• **TASK STATEMENT**: Copy out, word for word, the lines of the material that begin at the line containing "formatted like [254,121]." and continue through the end of the material.

• **DATA SECTION**:
════
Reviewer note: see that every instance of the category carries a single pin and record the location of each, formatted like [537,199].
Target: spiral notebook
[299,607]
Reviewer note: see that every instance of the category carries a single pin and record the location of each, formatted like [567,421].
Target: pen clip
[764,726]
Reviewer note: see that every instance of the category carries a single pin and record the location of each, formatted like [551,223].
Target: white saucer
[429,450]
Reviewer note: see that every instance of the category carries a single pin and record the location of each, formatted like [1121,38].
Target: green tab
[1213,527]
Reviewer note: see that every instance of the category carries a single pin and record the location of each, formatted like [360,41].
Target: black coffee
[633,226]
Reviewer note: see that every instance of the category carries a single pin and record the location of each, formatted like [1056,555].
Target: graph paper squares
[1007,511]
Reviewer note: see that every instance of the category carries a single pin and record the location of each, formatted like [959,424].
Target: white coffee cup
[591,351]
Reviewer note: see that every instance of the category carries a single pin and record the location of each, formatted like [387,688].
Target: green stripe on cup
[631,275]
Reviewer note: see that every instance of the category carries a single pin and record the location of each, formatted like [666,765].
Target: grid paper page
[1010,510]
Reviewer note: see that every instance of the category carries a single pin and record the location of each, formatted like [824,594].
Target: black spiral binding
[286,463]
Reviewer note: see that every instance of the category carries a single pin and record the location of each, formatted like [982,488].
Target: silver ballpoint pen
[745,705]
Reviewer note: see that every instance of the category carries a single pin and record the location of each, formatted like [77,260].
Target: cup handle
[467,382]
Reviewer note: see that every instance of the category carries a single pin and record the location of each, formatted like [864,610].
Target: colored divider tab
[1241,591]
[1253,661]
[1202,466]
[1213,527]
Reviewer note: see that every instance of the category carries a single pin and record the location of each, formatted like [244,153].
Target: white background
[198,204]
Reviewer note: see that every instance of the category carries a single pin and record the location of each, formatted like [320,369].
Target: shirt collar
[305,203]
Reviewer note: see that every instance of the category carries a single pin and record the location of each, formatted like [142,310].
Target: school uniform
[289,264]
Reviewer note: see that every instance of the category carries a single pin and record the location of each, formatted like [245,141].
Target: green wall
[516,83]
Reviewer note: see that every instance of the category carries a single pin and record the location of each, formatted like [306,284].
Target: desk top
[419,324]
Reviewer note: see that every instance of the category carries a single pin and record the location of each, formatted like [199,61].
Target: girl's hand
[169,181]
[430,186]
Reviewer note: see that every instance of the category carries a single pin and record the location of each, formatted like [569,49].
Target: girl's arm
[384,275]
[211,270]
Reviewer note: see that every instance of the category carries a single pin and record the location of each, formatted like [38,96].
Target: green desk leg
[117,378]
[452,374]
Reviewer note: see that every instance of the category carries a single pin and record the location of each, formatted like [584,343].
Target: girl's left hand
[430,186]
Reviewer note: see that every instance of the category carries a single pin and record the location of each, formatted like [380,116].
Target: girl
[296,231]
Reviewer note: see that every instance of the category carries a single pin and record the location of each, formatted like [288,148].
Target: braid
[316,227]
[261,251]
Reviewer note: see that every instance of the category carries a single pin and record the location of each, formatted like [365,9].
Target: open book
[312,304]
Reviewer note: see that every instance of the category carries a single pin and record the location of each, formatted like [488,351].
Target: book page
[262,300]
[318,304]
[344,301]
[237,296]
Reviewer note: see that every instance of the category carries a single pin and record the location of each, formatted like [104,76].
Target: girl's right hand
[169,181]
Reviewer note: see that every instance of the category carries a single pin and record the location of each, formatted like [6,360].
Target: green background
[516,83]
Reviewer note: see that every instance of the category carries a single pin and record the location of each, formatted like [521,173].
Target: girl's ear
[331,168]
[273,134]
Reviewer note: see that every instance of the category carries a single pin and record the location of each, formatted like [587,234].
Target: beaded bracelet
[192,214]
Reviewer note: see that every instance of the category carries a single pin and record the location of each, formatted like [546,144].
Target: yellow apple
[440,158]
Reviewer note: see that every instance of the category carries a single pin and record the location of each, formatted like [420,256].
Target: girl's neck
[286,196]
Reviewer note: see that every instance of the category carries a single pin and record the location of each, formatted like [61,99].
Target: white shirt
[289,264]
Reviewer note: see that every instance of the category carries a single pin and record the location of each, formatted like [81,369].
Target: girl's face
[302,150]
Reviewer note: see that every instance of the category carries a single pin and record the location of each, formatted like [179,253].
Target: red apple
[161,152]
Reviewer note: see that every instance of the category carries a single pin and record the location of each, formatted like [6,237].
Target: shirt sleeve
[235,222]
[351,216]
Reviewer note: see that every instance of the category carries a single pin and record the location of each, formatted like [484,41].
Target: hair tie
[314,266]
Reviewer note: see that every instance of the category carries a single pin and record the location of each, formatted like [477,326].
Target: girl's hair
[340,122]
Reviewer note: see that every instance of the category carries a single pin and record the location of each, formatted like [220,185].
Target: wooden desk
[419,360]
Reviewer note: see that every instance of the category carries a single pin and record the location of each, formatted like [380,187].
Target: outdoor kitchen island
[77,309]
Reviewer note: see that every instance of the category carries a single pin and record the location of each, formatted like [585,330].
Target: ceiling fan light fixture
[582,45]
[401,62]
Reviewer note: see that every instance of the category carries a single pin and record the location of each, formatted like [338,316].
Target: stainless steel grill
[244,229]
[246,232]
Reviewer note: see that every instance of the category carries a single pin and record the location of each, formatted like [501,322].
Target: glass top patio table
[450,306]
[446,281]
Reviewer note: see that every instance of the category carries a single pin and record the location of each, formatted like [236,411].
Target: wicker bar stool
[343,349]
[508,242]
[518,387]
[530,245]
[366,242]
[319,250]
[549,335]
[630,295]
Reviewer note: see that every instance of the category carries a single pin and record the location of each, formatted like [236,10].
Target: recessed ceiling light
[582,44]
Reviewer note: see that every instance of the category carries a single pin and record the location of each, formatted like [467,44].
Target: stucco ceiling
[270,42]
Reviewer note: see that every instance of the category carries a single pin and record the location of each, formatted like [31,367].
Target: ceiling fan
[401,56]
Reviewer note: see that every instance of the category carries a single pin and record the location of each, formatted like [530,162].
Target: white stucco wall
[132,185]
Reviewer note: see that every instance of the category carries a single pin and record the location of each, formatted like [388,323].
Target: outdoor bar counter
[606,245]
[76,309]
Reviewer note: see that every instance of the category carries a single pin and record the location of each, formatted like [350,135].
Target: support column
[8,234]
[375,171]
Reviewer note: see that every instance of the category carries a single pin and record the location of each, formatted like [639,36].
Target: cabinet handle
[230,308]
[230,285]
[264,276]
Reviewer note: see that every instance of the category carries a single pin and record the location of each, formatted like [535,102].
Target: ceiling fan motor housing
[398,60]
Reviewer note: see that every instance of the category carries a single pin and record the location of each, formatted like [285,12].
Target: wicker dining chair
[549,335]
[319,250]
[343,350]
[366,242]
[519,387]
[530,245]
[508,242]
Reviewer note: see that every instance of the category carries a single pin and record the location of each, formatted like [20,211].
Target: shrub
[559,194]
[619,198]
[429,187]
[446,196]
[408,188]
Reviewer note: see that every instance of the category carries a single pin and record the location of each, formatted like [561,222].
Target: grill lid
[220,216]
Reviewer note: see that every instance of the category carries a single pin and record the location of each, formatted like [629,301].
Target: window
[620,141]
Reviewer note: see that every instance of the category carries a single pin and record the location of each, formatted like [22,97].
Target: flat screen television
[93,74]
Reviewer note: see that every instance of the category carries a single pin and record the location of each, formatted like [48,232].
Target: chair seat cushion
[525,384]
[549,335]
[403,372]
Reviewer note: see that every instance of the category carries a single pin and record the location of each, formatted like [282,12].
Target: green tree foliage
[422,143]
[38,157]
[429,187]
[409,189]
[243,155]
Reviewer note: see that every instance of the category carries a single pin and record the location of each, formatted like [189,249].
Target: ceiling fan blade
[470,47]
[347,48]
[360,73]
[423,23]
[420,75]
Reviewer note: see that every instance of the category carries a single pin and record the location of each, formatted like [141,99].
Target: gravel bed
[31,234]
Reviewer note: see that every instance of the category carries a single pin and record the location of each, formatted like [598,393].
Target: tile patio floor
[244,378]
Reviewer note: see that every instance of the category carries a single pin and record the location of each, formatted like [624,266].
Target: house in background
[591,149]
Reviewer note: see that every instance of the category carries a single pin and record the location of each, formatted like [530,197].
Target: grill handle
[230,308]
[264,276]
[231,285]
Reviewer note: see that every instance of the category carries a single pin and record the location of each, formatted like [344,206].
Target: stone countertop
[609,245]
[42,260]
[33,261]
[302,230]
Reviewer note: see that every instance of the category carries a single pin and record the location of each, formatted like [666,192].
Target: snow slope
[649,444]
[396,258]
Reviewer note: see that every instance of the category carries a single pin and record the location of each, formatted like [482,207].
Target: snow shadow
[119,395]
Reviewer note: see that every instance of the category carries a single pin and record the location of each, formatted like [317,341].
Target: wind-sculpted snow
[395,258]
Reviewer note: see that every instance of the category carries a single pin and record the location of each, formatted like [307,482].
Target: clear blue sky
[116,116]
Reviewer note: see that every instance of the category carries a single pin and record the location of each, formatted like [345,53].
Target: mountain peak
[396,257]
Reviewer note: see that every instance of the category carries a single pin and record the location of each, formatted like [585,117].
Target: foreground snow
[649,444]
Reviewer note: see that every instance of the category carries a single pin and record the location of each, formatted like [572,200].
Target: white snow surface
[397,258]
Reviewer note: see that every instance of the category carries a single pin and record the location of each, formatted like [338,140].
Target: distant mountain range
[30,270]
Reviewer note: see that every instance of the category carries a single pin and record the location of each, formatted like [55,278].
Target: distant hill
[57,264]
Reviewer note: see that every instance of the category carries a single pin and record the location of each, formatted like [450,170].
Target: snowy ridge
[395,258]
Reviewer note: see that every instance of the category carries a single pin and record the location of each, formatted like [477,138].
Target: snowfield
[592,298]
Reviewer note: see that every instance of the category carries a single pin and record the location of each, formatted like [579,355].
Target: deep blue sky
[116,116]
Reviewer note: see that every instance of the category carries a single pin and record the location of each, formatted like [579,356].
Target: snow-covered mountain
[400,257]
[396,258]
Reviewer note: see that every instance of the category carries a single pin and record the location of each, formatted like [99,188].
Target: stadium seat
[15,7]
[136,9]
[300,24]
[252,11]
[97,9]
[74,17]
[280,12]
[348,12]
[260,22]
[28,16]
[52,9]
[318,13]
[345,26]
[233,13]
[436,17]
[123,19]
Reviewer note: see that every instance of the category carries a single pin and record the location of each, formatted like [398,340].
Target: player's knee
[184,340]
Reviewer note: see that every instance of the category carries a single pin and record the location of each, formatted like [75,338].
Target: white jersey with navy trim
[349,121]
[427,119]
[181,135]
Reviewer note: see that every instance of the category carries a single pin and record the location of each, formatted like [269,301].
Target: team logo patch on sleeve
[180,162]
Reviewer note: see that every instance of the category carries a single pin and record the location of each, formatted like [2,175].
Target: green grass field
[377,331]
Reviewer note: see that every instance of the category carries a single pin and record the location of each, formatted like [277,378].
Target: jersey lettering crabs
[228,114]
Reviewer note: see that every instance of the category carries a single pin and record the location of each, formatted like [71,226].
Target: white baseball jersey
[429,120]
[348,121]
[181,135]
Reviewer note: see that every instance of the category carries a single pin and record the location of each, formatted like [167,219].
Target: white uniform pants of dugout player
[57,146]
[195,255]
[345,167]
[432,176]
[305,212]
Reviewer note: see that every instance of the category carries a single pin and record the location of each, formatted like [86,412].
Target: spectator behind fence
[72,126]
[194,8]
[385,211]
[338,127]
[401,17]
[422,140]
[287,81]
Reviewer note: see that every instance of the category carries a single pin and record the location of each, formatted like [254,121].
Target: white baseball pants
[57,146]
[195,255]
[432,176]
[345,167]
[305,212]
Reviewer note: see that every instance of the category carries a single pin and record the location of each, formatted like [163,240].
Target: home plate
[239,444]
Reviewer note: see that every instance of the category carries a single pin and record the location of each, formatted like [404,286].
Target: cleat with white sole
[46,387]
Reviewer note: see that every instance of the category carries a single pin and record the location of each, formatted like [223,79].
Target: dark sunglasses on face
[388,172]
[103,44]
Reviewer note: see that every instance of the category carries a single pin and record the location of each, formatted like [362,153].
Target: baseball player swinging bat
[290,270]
════
• **FINAL RESULT**:
Reviewer note: see that every instance of the category carries a single pin and record the location of each, formatted like [254,121].
Target: white baseball pants
[57,146]
[195,255]
[432,176]
[345,167]
[305,212]
Reviewer note: see that every instance of the category carries a single pin and record the location of each, formatted like [163,240].
Target: home plate
[239,444]
Reviewer note: see that every instance of the category carries a single pin and record the location of each, formatted like [404,286].
Target: cleat with white sole
[46,387]
Reviewer note: see that every instance of the category carries a single pin and record the location of each, formatted like [223,79].
Target: dark sunglasses on face
[388,172]
[103,44]
Reviewer note: see that every instance of the category carries a single pin and record the location of each, formatted like [362,153].
Target: baseball player swinging bat
[290,270]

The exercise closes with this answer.